• **What you need to do**: The output is the line holding "Query: door handle" and all lines after it to the end of the records below; restate them unchanged and add nothing.
****************
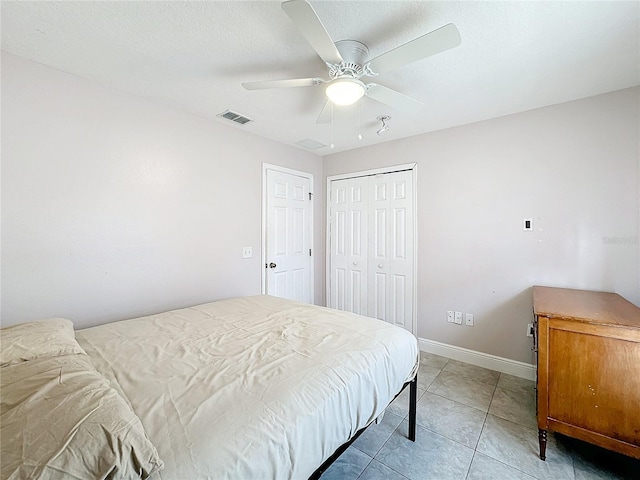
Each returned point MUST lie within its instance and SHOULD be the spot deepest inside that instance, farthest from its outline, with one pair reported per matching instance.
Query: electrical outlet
(468, 319)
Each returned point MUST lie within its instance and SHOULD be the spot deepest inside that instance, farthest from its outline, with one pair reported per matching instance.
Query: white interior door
(349, 232)
(391, 248)
(371, 251)
(288, 260)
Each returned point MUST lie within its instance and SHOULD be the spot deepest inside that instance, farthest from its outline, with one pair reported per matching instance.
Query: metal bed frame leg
(413, 398)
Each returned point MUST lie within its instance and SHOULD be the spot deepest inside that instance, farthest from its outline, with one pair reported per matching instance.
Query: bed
(249, 388)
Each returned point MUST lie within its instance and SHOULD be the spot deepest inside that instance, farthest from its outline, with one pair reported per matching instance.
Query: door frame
(263, 255)
(366, 173)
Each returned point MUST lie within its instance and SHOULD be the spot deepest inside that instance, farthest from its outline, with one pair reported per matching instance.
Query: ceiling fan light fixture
(345, 91)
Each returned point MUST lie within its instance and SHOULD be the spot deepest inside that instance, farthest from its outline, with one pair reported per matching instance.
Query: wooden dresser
(588, 356)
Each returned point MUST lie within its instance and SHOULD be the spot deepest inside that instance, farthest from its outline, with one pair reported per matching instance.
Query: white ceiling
(514, 56)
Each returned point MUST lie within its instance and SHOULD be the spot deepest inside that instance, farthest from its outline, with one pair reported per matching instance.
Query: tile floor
(473, 424)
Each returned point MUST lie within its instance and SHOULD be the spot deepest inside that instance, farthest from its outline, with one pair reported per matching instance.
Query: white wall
(574, 168)
(113, 206)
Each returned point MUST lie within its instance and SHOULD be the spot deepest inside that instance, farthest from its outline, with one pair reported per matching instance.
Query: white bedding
(255, 387)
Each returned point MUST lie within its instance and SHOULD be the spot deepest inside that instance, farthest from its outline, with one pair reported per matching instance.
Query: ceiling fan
(348, 62)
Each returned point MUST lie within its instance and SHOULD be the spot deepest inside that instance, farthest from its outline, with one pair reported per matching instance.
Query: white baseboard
(500, 364)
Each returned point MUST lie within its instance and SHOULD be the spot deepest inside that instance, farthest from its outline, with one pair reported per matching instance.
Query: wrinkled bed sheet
(254, 387)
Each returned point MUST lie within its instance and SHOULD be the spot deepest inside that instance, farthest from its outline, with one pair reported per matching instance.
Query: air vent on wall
(235, 117)
(310, 144)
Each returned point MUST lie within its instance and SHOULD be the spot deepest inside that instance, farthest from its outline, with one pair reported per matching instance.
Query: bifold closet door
(391, 248)
(372, 246)
(348, 254)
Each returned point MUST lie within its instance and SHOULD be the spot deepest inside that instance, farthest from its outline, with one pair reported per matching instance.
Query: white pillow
(50, 337)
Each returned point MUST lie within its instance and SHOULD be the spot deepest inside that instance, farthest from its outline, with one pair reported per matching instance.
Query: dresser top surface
(584, 305)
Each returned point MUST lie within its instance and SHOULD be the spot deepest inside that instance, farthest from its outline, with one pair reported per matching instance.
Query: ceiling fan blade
(325, 115)
(297, 82)
(305, 19)
(392, 98)
(429, 44)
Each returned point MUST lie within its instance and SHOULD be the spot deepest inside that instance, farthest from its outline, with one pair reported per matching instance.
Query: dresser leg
(542, 438)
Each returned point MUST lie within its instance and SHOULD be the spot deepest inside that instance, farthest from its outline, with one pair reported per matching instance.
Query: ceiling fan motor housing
(354, 55)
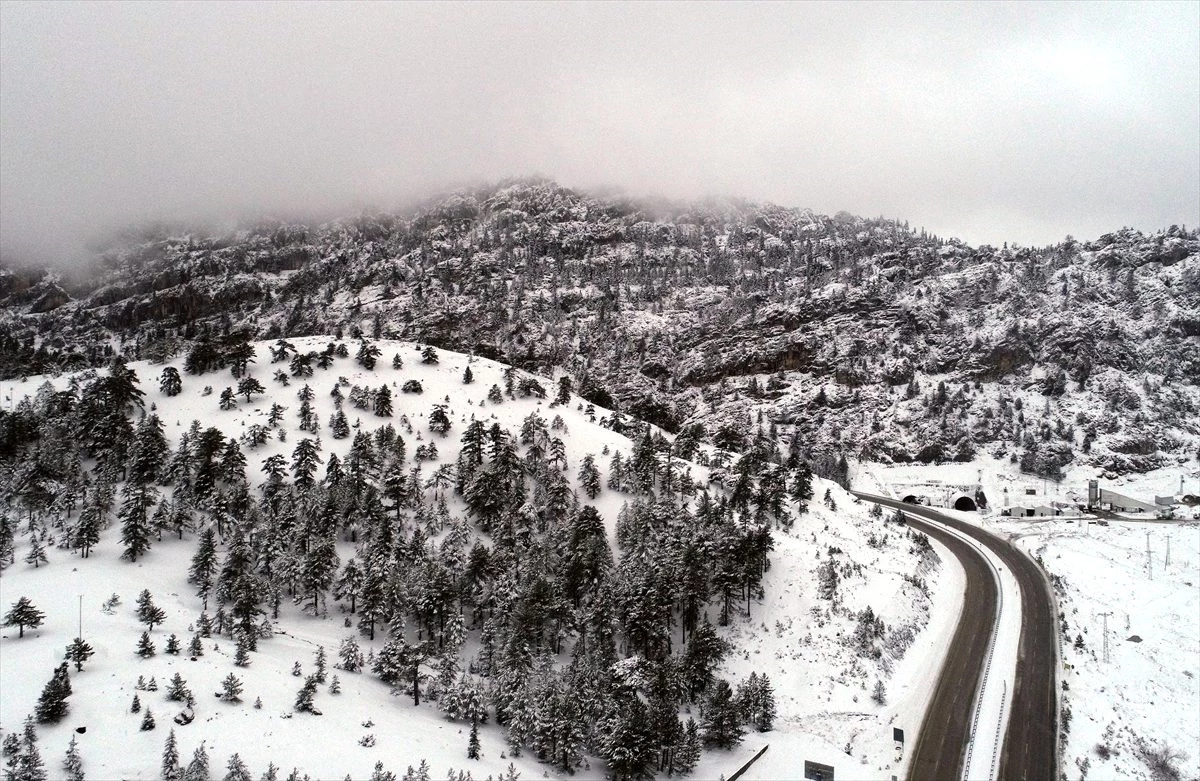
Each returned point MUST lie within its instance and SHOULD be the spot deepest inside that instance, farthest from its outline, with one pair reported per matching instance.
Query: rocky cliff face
(851, 336)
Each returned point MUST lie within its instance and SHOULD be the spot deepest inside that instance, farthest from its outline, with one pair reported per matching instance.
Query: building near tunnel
(1103, 499)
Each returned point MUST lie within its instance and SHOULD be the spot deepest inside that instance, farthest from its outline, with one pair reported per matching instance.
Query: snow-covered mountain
(868, 338)
(565, 580)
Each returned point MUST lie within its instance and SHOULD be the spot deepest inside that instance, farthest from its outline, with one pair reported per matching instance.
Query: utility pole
(1105, 617)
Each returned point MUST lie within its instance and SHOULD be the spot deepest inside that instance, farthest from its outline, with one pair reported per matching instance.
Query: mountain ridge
(868, 338)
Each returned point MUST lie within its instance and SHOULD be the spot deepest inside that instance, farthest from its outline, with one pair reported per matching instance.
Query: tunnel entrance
(965, 503)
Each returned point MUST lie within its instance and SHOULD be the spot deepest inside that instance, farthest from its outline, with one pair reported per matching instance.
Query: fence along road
(1031, 743)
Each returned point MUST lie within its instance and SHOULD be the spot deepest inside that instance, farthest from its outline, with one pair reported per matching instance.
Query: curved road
(1031, 742)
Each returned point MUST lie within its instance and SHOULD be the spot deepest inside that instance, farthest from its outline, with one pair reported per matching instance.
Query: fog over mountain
(993, 122)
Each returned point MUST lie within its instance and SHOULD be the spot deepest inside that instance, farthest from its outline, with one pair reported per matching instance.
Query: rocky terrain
(856, 337)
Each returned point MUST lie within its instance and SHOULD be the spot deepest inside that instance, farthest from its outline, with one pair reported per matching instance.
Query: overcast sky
(995, 122)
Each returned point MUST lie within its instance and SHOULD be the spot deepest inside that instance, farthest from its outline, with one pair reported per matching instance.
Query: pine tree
(198, 768)
(339, 427)
(72, 763)
(135, 517)
(169, 382)
(52, 706)
(247, 386)
(721, 726)
(305, 696)
(383, 402)
(231, 689)
(87, 533)
(171, 767)
(78, 652)
(145, 648)
(196, 647)
(23, 614)
(367, 355)
(473, 743)
(689, 751)
(10, 749)
(241, 654)
(237, 769)
(589, 476)
(349, 583)
(29, 764)
(802, 487)
(319, 664)
(36, 554)
(148, 612)
(178, 690)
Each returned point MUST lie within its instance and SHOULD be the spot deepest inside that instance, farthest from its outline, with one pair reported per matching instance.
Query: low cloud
(994, 122)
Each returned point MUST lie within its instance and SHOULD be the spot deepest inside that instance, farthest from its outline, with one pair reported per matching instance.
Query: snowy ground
(823, 689)
(822, 686)
(1147, 692)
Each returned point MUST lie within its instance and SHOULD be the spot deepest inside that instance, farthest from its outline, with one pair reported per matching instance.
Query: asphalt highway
(1031, 743)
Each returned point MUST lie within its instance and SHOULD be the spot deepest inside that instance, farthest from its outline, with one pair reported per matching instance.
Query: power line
(1105, 617)
(1150, 563)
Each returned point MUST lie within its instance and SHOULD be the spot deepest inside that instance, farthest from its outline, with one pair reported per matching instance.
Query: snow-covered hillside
(867, 338)
(843, 599)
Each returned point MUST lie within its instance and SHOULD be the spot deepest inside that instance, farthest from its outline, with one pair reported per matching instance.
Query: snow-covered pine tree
(720, 725)
(304, 702)
(78, 652)
(473, 743)
(237, 769)
(72, 763)
(171, 768)
(178, 690)
(36, 554)
(231, 689)
(29, 763)
(148, 612)
(52, 706)
(23, 613)
(319, 665)
(204, 565)
(690, 749)
(196, 647)
(349, 655)
(145, 647)
(135, 517)
(198, 768)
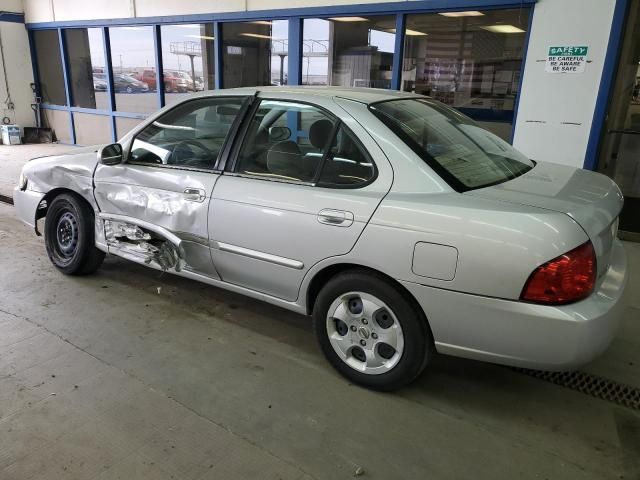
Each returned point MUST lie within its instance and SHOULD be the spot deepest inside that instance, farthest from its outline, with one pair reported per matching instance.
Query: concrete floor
(108, 377)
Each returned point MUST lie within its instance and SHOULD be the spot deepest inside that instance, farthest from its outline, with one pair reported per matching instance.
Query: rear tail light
(567, 278)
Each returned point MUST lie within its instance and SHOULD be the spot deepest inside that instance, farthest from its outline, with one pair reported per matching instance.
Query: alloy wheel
(365, 333)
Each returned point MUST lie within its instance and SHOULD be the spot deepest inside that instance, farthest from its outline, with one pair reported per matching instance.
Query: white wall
(19, 74)
(551, 103)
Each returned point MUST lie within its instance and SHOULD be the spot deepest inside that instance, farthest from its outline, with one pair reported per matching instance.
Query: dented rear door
(154, 206)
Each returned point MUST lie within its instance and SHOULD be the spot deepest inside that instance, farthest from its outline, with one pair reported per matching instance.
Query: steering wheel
(175, 156)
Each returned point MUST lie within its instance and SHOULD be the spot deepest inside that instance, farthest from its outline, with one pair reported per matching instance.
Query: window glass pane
(92, 129)
(471, 62)
(464, 154)
(190, 135)
(85, 51)
(187, 60)
(124, 125)
(49, 63)
(58, 120)
(132, 51)
(346, 164)
(348, 51)
(255, 53)
(285, 141)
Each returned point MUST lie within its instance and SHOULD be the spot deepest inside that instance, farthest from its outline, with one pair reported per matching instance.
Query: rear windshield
(461, 152)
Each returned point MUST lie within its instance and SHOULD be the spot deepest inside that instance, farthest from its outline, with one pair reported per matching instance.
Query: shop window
(187, 61)
(255, 53)
(348, 51)
(468, 60)
(92, 129)
(49, 61)
(132, 52)
(85, 51)
(285, 141)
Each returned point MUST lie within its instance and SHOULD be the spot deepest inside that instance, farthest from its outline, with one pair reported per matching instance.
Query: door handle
(337, 218)
(194, 194)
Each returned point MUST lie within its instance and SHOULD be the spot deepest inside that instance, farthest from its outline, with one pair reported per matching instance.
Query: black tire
(70, 236)
(418, 341)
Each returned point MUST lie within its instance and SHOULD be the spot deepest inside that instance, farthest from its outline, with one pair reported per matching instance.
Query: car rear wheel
(370, 331)
(70, 236)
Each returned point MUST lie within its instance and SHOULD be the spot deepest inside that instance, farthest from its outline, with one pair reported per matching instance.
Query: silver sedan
(398, 224)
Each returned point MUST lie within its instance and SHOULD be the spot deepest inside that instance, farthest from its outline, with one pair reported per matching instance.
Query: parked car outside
(402, 227)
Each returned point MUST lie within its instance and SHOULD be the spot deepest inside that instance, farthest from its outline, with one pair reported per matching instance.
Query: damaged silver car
(400, 225)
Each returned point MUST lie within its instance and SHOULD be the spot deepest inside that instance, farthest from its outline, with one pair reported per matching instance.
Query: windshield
****************
• **Written solution**:
Query: door handle
(337, 218)
(194, 194)
Each returned point MUST lie within its instance and SHOULD be the spot deepest inside that instance, farthest from its outline, with one pair reported per matching instance.
Query: black tire
(70, 236)
(418, 341)
Each returned point MUST lie within its instance and SHOULD be the spot deepest inside that instance, farthest from its outline, with one pair reported per matching instance.
Query: car rear wheel
(370, 331)
(70, 236)
Each returned point MUST lie within its instance and SHOULD be the spot deepest inside that instance, farthest from its outline, with one pair reported per matching instance.
Query: silver sedan
(398, 224)
Each returned point MUST lie within its instance and SHOULD be the spot deepest inside that instance, farthest from its outline, with one pair reported per matching instance.
Query: parked car outside
(402, 227)
Each returned point MUST lie within its instance and SHOULD be the spot deepest inside that instance, farthest from its outline, with one pair reported per matching instance.
Query: damaged silver car
(400, 225)
Each returned point MUST lie within its instance and SHOULD be the spot deepest inside that instance, farthest from its outline, with one pair reported per matching instance.
Query: windshield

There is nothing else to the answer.